[START]
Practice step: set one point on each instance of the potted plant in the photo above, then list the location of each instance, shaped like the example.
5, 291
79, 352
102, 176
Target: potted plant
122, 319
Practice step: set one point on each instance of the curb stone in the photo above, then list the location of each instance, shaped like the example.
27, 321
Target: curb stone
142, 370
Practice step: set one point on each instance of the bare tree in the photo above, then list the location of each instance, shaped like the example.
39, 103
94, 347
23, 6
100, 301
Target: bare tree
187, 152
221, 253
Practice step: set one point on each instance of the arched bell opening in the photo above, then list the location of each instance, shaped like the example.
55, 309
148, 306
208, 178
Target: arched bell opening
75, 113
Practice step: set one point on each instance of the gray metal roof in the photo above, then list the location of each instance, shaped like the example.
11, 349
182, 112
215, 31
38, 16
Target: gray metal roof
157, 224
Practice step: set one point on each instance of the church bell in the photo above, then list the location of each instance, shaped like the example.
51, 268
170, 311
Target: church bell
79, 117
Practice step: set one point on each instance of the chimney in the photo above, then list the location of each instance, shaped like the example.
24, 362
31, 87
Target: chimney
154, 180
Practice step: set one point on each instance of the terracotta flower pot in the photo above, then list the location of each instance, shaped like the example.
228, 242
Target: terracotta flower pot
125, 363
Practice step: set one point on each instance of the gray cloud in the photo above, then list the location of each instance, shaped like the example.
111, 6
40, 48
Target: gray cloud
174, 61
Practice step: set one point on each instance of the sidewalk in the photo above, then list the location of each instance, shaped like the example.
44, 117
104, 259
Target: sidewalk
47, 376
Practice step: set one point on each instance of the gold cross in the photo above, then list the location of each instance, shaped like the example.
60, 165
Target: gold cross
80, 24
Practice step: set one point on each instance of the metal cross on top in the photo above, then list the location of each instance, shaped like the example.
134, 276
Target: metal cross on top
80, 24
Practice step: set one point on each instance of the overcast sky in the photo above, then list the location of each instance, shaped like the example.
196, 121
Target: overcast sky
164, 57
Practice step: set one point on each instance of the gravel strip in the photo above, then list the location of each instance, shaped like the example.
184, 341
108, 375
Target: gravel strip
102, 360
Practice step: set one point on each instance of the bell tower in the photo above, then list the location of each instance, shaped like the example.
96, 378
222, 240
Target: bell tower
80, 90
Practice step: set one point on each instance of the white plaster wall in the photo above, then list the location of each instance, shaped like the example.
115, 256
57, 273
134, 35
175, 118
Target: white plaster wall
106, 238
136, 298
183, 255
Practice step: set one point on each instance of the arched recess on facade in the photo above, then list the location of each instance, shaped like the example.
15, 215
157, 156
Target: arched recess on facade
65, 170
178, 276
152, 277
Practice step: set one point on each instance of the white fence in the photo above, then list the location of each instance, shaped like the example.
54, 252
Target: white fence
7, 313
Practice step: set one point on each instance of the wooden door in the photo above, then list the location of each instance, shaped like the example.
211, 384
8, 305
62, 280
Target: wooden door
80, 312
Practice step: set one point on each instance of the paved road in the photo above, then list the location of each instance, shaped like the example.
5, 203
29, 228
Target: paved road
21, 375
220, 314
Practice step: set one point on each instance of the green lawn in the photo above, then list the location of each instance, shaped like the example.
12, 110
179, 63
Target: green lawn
[END]
_Directions_
Give back the lines of the listing from the one with "Practice step: set one point on each instance of the wooden" through the end, both included, exactly as written and with nothing added.

_Final result_
Practice step: set one point on each instance of the wooden door in the photo above, then list the location of each instance, shaped like the example.
211, 384
8, 305
62, 280
Target: wooden door
80, 312
Practice step: set one point on each instance of the paved road in the photo above, then list the location of each instance, shaped like the example.
5, 203
29, 228
Target: paved road
21, 375
220, 314
Practice step: set one point on each instance of the green lawn in the photo above, then list the location of each instance, shaped like the example.
12, 110
179, 63
Target: green lawn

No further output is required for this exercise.